* **EXERCISE MATERIALS**:
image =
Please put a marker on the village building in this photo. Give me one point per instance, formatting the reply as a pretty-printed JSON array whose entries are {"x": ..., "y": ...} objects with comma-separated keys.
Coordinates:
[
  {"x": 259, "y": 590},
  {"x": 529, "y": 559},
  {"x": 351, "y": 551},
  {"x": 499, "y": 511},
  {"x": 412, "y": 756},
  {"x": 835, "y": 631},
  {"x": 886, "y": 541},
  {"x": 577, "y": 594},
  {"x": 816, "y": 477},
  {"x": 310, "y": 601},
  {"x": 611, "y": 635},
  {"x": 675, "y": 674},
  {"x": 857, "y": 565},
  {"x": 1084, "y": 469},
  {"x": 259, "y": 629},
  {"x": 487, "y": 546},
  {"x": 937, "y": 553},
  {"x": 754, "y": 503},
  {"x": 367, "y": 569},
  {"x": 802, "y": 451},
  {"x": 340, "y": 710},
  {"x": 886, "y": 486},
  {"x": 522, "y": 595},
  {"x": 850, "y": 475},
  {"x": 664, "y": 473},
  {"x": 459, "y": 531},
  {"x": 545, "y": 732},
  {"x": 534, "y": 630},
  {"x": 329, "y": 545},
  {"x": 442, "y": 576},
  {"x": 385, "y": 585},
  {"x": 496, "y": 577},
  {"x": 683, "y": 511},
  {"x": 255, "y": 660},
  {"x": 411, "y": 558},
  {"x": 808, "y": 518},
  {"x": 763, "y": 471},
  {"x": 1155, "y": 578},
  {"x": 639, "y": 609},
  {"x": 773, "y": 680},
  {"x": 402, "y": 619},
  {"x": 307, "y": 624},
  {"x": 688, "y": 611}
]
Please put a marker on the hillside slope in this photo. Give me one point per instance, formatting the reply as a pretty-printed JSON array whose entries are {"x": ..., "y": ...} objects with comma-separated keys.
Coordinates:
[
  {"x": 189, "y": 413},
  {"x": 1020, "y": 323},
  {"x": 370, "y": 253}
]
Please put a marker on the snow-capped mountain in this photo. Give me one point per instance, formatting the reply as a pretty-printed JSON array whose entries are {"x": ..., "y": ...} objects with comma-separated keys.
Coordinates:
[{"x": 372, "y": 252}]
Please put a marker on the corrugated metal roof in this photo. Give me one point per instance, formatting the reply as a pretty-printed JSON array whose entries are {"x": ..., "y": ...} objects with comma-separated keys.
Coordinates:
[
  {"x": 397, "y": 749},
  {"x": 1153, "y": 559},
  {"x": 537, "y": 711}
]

* **AIM OF THE TASK**:
Copy the entries from the line containing "Please put a marker on the snow-capped" through the end of the entries, inclusive, and rename "Coordinates" to "Locations" while leaving everything else unchanged.

* **THE ANSWER**:
Please put a marker on the snow-capped mountain in this photo. Give me one point per instance, formatting the reply as a pretty-printed JSON array whose entries are {"x": ..., "y": ...} objects with comma-separated keys.
Locations:
[{"x": 372, "y": 252}]
Please put a marker on the corrugated metal roof in this photo. Give me one point per instance, formatting the reply as a pretty-printed JSON array whose entries are {"x": ..., "y": ...} objects with comma-separated keys.
Locations:
[
  {"x": 397, "y": 749},
  {"x": 1153, "y": 559},
  {"x": 537, "y": 711}
]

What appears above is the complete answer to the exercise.